»»
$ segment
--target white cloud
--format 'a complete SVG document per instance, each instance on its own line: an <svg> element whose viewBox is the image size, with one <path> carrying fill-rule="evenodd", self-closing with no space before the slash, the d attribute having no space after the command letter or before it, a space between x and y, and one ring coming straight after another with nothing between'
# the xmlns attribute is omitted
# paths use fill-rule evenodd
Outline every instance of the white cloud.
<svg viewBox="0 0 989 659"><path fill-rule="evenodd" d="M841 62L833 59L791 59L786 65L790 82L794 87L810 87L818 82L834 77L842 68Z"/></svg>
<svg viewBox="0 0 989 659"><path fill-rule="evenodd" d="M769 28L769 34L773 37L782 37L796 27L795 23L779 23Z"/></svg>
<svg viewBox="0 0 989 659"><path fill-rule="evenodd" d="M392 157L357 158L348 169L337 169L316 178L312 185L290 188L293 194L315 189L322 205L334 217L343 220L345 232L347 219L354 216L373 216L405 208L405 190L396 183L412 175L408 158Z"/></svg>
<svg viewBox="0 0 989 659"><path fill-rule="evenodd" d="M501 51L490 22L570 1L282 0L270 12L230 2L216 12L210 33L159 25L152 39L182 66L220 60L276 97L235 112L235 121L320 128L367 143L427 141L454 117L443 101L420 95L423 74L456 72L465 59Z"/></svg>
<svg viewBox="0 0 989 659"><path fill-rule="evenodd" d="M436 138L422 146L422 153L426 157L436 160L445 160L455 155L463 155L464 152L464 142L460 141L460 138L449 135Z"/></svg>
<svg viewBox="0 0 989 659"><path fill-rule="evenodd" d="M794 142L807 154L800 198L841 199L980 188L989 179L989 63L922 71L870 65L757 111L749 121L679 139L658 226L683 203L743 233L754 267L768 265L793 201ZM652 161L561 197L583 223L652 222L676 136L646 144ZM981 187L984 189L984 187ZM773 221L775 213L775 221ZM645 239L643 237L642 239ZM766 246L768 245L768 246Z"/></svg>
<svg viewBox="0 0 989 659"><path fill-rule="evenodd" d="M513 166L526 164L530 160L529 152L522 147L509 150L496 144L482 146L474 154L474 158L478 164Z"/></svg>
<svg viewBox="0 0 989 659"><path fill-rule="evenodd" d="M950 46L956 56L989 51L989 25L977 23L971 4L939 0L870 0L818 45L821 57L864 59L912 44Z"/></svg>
««
- Work to be completed -
Convert the lines above into a Markdown table with two columns, No. and Text, putting each line's row number under No. and the line itself under Text, and omit any blank lines.

- Task answer -
| No. | Text |
|---|---|
| 1 | $ segment |
| 2 | --target white cloud |
| 3 | --format 'a complete SVG document per instance, each instance on its own line: an <svg> element whose viewBox is the image size, with one <path> carrying fill-rule="evenodd", self-closing with no space before the slash, the d attribute having no space after the command letter or before it, a space between x and y, and one ring coming straight after another with nothing between' |
| 4 | # the xmlns attribute is omitted |
| 5 | # paths use fill-rule evenodd |
| 6 | Outline every instance of the white cloud. |
| 7 | <svg viewBox="0 0 989 659"><path fill-rule="evenodd" d="M841 62L833 59L791 59L786 65L790 82L794 87L810 87L818 82L834 77L842 68Z"/></svg> |
| 8 | <svg viewBox="0 0 989 659"><path fill-rule="evenodd" d="M769 28L769 34L773 37L782 37L796 27L795 23L779 23Z"/></svg> |
| 9 | <svg viewBox="0 0 989 659"><path fill-rule="evenodd" d="M392 157L357 158L348 169L337 169L316 178L312 185L290 188L293 194L315 189L322 205L334 217L343 220L345 232L347 219L354 216L373 216L405 208L405 190L396 183L412 175L408 158Z"/></svg> |
| 10 | <svg viewBox="0 0 989 659"><path fill-rule="evenodd" d="M501 51L490 22L570 1L282 0L270 12L230 2L216 12L210 33L159 25L152 39L182 66L220 60L276 97L235 112L235 121L320 128L367 143L427 141L454 117L443 101L420 95L423 74L456 72L465 59Z"/></svg> |
| 11 | <svg viewBox="0 0 989 659"><path fill-rule="evenodd" d="M436 138L422 146L422 153L426 157L436 160L445 160L455 155L463 155L464 152L464 142L460 141L460 138L449 135Z"/></svg> |
| 12 | <svg viewBox="0 0 989 659"><path fill-rule="evenodd" d="M794 142L807 154L800 198L841 199L980 188L989 179L989 63L922 71L870 65L757 111L749 121L679 139L658 226L683 203L743 233L754 267L768 265L793 201ZM652 161L561 197L583 223L652 222L676 136L646 144ZM981 187L984 189L984 187ZM773 221L775 213L775 221ZM645 239L643 237L642 239ZM766 246L768 245L768 246Z"/></svg> |
| 13 | <svg viewBox="0 0 989 659"><path fill-rule="evenodd" d="M513 166L526 164L530 160L529 152L522 147L509 150L496 144L482 146L474 154L474 158L478 164Z"/></svg> |
| 14 | <svg viewBox="0 0 989 659"><path fill-rule="evenodd" d="M950 46L956 56L989 51L989 25L977 23L971 4L939 0L870 0L818 45L821 57L864 59L912 44Z"/></svg> |